## HuggingFace Transformers


#### Import Libraries

In [4]:
import os
os.environ["TRANSFORMERS_NO_TF"] = "1"
from transformers import AutoTokenizer, AutoModelForSequenceClassification, pipeline

In [5]:
#!pip install transformers
#!pip install -U "torch>=2.2" "transformers>=4.42" "huggingface_hub>=0.23"

#### Creating a sentiment classifier pipleine

In [6]:
model_id = "distilbert-base-uncased-finetuned-sst-2-english"
tok = AutoTokenizer.from_pretrained(model_id)
model = AutoModelForSequenceClassification.from_pretrained(model_id)

sentiment_classifier = pipeline(
    task="text-classification",   # same as sentiment-analysis
    model=model,
    tokenizer=tok,
    framework="pt",
)

Device set to use cpu


In [17]:
print(sentiment_classifier("bro forgot violence can be the big funny"))

[{'label': 'NEGATIVE', 'score': 0.8438990712165833}]


#### Name Entity recognition

In [8]:
ner = pipeline("ner", model = "dslim/bert-base-NER")

To support symlinks on Windows, you either need to activate Developer Mode or to run Python as an administrator. In order to activate developer mode, see this article: https://docs.microsoft.com/en-us/windows/apps/get-started/enable-your-device-for-development
Xet Storage is enabled for this repo, but the 'hf_xet' package is not installed. Falling back to regular HTTP download. For better performance, install the package with: `pip install huggingface_hub[hf_xet]` or `pip install hf_xet`
Some weights of the model checkpoint at dslim/bert-base-NER were not used when initializing BertForTokenClassification: ['bert.pooler.dense.bias', 'bert.pooler.dense.weight']
- This IS expected if you are initializing BertForTokenClassification from the checkpoint of a model trained on another task or with another architecture (e.g. initializing a BertForSequenceClassification model from a BertForPreTraining model).
- This IS NOT expected if you are initializing BertForTokenClassification from the chec

In [9]:
ner("Her name is Anna and she works in New York City for Morgan Stanley")

[{'entity': 'B-PER',
  'score': np.float32(0.9954881),
  'index': 4,
  'word': 'Anna',
  'start': 12,
  'end': 16},
 {'entity': 'B-LOC',
  'score': np.float32(0.99960667),
  'index': 9,
  'word': 'New',
  'start': 34,
  'end': 37},
 {'entity': 'I-LOC',
  'score': np.float32(0.9993955),
  'index': 10,
  'word': 'York',
  'start': 38,
  'end': 42},
 {'entity': 'I-LOC',
  'score': np.float32(0.9995803),
  'index': 11,
  'word': 'City',
  'start': 43,
  'end': 47},
 {'entity': 'B-ORG',
  'score': np.float32(0.9957462),
  'index': 13,
  'word': 'Morgan',
  'start': 52,
  'end': 58},
 {'entity': 'I-ORG',
  'score': np.float32(0.9979346),
  'index': 14,
  'word': 'Stanley',
  'start': 59,
  'end': 66}]

#### Text classification

In [10]:
zeroshot_classifier = pipeline("zero-shot-classification", model = "facebook/bart-large-mnli")

(Dataset items)
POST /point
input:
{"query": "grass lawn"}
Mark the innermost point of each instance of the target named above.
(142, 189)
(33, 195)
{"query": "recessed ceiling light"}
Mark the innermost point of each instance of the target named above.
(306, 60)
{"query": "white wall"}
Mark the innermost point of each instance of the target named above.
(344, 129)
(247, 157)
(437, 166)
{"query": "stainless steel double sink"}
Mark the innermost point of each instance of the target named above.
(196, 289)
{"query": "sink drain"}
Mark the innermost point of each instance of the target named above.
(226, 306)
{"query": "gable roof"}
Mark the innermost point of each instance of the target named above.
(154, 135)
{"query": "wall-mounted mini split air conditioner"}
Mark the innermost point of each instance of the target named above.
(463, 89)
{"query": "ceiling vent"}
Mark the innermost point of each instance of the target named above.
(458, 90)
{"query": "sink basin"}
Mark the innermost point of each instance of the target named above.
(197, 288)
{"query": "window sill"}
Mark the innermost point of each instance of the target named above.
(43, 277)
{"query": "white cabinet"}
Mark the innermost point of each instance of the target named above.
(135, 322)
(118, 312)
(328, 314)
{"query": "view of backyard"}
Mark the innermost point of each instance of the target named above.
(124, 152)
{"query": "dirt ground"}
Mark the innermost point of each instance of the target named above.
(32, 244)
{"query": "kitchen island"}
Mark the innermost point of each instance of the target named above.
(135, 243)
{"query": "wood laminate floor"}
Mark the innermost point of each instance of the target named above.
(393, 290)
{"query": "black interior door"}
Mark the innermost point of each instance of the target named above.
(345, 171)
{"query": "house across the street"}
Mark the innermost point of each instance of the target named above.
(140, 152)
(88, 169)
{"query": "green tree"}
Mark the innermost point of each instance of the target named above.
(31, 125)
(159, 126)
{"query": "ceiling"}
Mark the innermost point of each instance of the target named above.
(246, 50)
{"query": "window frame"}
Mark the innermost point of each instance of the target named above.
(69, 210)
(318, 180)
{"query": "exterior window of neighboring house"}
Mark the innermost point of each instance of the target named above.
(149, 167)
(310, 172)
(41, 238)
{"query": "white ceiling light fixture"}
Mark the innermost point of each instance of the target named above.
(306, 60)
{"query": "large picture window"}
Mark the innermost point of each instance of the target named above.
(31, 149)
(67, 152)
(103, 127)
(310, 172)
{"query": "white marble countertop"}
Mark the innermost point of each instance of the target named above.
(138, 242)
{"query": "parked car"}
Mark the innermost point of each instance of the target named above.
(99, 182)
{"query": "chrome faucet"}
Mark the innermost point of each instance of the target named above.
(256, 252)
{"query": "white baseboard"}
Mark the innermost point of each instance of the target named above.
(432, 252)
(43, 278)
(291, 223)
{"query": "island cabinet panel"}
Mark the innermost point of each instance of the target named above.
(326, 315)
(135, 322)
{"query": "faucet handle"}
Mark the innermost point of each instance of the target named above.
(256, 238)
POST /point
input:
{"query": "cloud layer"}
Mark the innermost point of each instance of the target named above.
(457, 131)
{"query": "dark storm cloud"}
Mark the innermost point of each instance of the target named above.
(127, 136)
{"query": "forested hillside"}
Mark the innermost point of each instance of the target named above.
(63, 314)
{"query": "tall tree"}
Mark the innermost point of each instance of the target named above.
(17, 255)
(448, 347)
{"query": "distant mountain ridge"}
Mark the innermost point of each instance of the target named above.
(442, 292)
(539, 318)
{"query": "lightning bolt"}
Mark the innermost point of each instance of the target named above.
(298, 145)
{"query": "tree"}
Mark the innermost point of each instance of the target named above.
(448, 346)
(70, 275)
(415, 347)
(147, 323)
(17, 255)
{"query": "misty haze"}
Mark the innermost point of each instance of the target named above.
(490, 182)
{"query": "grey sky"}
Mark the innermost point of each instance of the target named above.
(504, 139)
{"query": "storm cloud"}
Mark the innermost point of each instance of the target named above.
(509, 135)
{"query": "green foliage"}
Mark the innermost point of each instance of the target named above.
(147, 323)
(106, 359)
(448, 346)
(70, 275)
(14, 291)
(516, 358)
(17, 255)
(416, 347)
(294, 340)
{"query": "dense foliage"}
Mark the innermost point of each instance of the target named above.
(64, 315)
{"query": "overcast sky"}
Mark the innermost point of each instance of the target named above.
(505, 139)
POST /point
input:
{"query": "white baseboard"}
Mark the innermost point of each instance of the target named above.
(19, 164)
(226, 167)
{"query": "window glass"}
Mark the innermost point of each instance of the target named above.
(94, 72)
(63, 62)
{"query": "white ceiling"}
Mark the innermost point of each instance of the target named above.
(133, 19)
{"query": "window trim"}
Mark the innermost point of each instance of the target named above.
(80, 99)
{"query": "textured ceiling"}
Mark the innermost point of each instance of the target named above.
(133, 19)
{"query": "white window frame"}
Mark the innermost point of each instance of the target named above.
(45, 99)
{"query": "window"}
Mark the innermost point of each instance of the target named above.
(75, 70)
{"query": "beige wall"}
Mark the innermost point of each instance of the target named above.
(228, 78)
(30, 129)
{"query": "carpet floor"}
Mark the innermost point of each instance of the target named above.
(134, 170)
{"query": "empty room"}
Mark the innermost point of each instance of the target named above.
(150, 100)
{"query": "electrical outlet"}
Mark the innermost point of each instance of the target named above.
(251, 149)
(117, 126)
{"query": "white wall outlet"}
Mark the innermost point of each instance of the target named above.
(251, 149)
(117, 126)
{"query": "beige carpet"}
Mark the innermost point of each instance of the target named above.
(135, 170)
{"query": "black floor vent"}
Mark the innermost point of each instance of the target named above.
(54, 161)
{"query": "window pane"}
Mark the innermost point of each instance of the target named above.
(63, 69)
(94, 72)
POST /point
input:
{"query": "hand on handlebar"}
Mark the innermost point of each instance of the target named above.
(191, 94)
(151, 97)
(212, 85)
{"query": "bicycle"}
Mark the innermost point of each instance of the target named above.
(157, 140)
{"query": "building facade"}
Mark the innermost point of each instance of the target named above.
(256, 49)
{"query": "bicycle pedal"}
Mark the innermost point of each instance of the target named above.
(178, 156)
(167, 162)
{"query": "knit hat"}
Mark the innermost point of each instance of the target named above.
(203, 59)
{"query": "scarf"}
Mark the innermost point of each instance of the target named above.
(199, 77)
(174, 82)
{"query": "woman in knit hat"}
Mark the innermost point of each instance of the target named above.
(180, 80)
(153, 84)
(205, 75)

— SET EXERCISE 1 —
Print the HuggingFace Transformers notebook from "#### Creating a" up to and including "tok = AutoTokenizer.from_pretrained(model_id)".
— SET EXERCISE 2 —
Write the next part of the HuggingFace Transformers notebook, picking up after its last line.
These records were drawn from a source unrelated to the HuggingFace Transformers notebook.

— RESPONSE 1 —
#### Creating a sentiment classifier pipleine

In [6]:
model_id = "distilbert-base-uncased-finetuned-sst-2-english"
tok = AutoTokenizer.from_pretrained(model_id)

— RESPONSE 2 —
To support symlinks on Windows, you either need to activate Developer Mode or to run Python as an administrator. In order to activate developer mode, see this article: https://docs.microsoft.com/en-us/windows/apps/get-started/enable-your-device-for-development
Xet Storage is enabled for this repo, but the 'hf_xet' package is not installed. Falling back to regular HTTP download. For better performance, install the package with: `pip install huggingface_hub[hf_xet]` or `pip install hf_xet`
Device set to use cpu


In [11]:
sequence_to_classify = "one day I will see the world"
candidate_labels = ['travel', 'cooking', 'dancing']

In [12]:
zeroshot_classifier(sequence_to_classify, candidate_labels)

{'sequence': 'one day I will see the world',
 'labels': ['travel', 'dancing', 'cooking'],
 'scores': [0.9938650727272034, 0.0032737981528043747, 0.0028610387817025185]}

In [18]:
sequence_to_classify = "I love this new smartphone, it's amazing!"
candidate_labels = ['technology', 'cooking', 'dancing']

In [19]:
zeroshot_classifier(sequence_to_classify, candidate_labels)

{'sequence': "I love this new smartphone, it's amazing!",
 'labels': ['technology', 'dancing', 'cooking'],
 'scores': [0.9925756454467773, 0.0044857775792479515, 0.0029386423993855715]}

In [20]:
print(sentiment_classifier(sequence_to_classify))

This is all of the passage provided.